Records of labeled boxes:
+ + + +

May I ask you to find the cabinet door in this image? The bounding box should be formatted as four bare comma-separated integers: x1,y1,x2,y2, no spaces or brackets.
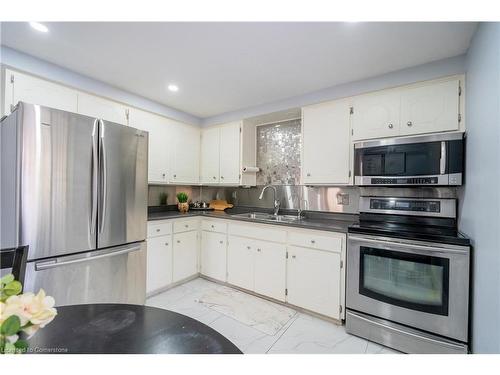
351,90,401,141
170,123,200,184
173,231,198,282
129,108,172,184
78,93,128,125
146,235,172,293
401,80,459,134
4,70,77,114
201,231,227,281
287,246,341,319
220,122,241,185
227,236,255,290
254,241,286,301
302,100,350,184
200,127,220,184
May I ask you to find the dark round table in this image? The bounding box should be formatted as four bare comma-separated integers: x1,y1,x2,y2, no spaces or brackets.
28,304,241,354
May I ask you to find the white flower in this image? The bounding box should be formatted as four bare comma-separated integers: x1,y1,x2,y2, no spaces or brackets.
0,289,57,336
6,335,19,344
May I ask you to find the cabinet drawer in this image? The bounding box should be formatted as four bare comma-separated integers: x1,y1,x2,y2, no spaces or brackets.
201,220,227,233
228,223,286,243
148,221,172,238
288,231,345,252
174,219,198,233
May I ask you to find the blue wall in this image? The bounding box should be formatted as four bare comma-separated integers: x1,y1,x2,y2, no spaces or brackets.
0,46,201,125
459,23,500,353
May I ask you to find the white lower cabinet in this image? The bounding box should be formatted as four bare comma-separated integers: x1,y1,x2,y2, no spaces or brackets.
227,236,256,291
172,231,198,283
146,235,172,294
254,240,286,302
200,231,227,281
287,246,343,320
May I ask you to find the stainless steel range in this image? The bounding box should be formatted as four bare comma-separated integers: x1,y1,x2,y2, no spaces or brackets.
346,197,470,353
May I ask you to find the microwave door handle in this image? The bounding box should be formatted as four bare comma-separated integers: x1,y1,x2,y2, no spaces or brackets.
35,244,141,271
90,119,99,234
439,141,446,174
99,120,108,233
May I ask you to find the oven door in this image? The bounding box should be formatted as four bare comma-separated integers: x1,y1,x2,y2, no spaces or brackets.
346,235,470,342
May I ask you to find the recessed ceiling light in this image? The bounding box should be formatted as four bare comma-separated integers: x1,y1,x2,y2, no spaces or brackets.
30,22,49,33
167,83,179,92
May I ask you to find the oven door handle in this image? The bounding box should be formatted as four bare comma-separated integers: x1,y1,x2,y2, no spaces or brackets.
349,311,463,350
349,235,469,254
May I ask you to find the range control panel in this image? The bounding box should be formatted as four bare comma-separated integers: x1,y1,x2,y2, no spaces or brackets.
370,198,441,213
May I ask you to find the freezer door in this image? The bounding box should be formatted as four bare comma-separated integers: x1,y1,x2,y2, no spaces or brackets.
24,242,146,306
12,103,99,259
97,120,148,248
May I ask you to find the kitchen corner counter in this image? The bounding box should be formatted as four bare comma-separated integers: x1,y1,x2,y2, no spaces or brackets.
148,206,358,233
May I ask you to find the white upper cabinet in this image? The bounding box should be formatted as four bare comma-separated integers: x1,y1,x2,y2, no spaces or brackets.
401,80,460,135
200,127,220,184
129,108,172,184
352,77,463,141
219,121,241,185
170,122,200,184
78,92,128,125
200,121,242,185
302,100,350,185
2,69,77,115
351,92,401,140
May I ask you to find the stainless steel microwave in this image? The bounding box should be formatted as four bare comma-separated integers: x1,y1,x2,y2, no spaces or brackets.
354,133,464,186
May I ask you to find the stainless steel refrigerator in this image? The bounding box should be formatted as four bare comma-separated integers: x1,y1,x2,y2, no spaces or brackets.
0,102,148,306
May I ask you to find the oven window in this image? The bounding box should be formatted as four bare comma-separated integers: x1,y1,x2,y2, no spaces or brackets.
359,246,449,315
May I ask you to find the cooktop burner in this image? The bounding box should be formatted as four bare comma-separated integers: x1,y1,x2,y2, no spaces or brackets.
348,197,470,246
348,221,470,246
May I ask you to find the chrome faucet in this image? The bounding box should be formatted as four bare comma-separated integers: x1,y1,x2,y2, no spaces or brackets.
259,185,280,216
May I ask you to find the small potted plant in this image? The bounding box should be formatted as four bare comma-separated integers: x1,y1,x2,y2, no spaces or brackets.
160,192,168,206
177,192,189,213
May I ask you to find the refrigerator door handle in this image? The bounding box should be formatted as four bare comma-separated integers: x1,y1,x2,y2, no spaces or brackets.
90,119,99,234
99,120,108,233
35,243,141,271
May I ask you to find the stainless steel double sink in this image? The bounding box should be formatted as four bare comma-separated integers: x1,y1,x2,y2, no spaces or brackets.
232,212,300,223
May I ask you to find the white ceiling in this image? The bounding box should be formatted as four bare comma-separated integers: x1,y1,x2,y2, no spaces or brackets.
0,22,477,117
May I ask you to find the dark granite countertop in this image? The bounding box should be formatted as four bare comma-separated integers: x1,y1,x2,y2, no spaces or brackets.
148,206,358,233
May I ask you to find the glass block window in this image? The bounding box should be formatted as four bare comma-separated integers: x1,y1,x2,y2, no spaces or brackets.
257,119,301,185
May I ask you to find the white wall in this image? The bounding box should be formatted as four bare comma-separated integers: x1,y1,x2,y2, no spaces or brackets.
0,46,201,125
459,23,500,353
201,55,465,126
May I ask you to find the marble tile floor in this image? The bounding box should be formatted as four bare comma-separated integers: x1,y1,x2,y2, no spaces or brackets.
146,278,399,354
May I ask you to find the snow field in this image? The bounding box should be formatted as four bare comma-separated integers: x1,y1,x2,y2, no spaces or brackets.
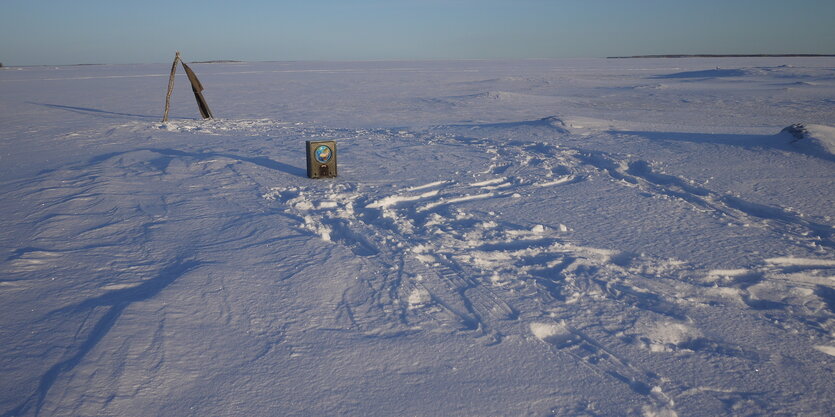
0,60,835,416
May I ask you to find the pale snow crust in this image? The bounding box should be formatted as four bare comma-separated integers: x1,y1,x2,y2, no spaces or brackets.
0,58,835,416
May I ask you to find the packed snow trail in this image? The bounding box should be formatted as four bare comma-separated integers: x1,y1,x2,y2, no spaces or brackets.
0,61,835,416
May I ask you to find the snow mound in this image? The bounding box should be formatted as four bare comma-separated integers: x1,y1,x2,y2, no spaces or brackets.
780,123,835,156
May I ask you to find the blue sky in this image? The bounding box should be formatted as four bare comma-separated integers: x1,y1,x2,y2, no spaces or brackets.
0,0,835,65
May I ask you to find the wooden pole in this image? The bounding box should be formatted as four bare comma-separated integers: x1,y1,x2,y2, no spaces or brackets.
180,61,212,119
162,51,180,123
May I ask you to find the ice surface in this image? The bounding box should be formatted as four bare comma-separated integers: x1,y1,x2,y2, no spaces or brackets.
0,58,835,416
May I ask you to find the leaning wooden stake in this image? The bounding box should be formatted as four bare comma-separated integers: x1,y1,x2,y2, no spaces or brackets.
162,51,180,123
180,61,212,119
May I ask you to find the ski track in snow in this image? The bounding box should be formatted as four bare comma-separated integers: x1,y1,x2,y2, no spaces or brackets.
256,119,833,415
3,117,835,416
0,60,835,417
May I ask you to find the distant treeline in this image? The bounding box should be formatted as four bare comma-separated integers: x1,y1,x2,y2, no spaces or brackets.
606,54,835,59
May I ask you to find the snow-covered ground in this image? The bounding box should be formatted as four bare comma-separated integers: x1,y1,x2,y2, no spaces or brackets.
0,58,835,416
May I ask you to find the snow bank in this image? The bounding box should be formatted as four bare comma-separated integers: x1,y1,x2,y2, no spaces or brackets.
780,123,835,156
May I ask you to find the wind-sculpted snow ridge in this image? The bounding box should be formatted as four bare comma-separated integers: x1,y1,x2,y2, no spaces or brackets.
781,123,835,161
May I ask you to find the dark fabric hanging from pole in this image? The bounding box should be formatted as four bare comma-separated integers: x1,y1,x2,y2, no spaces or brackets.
180,60,213,119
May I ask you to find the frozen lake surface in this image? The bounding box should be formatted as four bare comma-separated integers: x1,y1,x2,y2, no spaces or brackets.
0,58,835,416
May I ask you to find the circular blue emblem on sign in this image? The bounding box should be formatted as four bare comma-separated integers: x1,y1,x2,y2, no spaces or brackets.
313,145,333,164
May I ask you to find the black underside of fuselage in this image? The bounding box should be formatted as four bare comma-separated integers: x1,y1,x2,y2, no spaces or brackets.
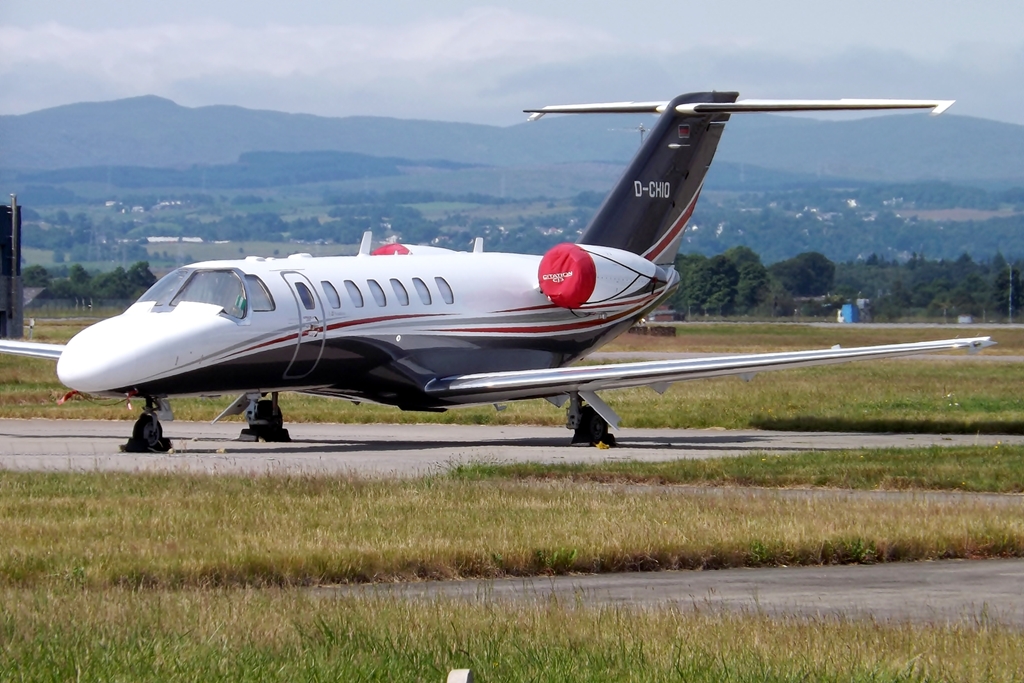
112,319,634,411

+ + + +

» **INSTRUCTION**
Change "double sink" to "kitchen sink" in the part that opens with the line containing "May I ask you to find the refrigerator" and closes with the line containing "232,212,300,223", then write out only that part with everything else left the same.

» **RIGHT ANSWER**
May I ask you to find the refrigerator door handle in this image? The bounding box should be formatted as four bare comma-separated integers: x1,y1,x2,y2, no spaces or brackets.
90,119,99,234
99,120,108,233
35,243,141,271
May I ask you to find the stainless steel kitchen sink in this image? The bounding box should be formatted as four bare comma-separated integers: x1,y1,x2,y2, no spaces or brackets.
232,212,300,223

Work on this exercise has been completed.